## What the exercise asks
Which of the lines below hold the word "window"? Pull each of them out.

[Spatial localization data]
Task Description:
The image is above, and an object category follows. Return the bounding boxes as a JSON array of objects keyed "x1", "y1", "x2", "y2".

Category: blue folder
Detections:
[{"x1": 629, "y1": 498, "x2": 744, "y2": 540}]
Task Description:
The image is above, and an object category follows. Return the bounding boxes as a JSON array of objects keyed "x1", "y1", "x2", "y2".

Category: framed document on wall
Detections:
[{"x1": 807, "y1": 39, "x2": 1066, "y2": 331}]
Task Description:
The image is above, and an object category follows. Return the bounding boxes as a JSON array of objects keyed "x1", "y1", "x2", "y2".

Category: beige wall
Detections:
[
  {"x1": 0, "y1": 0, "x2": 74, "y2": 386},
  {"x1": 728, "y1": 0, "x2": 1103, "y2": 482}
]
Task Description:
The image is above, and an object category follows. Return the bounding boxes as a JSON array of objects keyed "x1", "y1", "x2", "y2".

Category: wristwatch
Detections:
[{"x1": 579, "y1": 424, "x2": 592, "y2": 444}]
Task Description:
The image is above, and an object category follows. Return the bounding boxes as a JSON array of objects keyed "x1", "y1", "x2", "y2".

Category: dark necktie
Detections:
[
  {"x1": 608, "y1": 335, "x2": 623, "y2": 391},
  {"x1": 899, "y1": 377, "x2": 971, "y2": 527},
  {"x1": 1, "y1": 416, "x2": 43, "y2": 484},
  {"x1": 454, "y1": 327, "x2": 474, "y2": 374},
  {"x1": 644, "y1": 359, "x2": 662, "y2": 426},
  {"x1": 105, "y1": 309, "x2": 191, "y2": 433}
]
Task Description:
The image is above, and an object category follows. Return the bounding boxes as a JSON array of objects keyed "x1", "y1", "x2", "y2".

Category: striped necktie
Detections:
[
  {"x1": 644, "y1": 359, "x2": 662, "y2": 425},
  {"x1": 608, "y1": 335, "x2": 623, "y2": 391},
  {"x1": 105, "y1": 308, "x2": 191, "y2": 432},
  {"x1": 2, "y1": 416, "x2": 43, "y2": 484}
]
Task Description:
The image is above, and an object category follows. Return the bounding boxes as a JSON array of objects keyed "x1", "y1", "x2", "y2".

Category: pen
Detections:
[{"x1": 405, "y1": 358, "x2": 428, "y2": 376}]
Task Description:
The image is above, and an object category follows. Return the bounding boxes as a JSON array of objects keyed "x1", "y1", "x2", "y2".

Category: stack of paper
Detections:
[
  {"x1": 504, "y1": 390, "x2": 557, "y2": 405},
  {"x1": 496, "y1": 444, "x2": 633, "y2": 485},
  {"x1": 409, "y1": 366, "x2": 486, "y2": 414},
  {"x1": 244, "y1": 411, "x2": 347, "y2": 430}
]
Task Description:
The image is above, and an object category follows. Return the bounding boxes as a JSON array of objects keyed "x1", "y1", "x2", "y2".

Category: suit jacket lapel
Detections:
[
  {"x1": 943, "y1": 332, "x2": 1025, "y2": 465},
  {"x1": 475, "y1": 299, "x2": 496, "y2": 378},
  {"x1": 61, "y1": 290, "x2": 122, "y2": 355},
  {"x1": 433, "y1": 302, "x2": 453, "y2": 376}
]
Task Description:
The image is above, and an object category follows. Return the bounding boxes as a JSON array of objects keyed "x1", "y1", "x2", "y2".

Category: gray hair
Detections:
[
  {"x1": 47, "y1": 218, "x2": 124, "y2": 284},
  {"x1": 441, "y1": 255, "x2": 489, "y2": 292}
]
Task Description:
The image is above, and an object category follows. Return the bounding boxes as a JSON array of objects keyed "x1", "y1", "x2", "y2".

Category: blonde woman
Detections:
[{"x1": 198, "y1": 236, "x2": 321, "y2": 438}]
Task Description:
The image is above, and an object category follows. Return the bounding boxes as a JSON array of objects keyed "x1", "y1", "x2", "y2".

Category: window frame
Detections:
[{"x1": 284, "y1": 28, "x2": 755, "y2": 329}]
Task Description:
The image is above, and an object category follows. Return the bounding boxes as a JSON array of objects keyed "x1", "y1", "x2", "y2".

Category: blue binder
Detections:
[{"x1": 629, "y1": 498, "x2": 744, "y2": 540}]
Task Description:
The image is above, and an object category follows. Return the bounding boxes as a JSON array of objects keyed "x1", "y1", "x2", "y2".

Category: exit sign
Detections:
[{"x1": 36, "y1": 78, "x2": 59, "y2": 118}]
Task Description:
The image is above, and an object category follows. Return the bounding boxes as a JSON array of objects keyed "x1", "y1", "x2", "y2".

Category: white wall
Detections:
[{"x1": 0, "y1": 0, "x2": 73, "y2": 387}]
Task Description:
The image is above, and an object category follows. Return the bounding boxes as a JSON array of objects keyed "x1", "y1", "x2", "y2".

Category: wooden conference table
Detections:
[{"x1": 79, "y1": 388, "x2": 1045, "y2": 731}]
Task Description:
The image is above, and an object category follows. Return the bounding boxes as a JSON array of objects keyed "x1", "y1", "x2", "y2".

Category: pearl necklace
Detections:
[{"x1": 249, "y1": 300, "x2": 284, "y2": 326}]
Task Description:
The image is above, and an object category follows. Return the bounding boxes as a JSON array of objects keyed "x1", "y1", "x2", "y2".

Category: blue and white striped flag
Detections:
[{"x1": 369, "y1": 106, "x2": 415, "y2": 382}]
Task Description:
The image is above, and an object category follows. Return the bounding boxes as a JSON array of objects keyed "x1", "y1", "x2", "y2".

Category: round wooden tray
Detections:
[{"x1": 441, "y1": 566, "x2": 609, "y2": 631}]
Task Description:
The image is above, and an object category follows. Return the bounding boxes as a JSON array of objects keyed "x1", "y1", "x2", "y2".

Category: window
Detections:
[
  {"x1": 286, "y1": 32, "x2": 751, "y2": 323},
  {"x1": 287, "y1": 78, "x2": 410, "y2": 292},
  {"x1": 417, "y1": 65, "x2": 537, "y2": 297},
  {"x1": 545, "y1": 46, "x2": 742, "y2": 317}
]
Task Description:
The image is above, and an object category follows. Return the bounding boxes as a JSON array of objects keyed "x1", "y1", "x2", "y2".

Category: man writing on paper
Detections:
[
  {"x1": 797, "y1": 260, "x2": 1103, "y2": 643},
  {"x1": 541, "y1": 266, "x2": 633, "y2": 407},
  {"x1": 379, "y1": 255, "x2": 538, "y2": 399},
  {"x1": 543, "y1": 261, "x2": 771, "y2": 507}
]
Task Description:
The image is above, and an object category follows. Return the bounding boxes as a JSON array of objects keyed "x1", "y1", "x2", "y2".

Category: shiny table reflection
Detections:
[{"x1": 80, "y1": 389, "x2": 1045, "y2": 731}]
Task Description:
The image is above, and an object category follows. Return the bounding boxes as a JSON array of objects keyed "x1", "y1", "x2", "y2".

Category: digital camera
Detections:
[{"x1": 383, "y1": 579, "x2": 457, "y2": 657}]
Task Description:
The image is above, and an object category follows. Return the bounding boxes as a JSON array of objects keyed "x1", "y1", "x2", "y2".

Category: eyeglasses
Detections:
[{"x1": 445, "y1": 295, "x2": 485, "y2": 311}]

## Output for this task
Category: window frame
Category: window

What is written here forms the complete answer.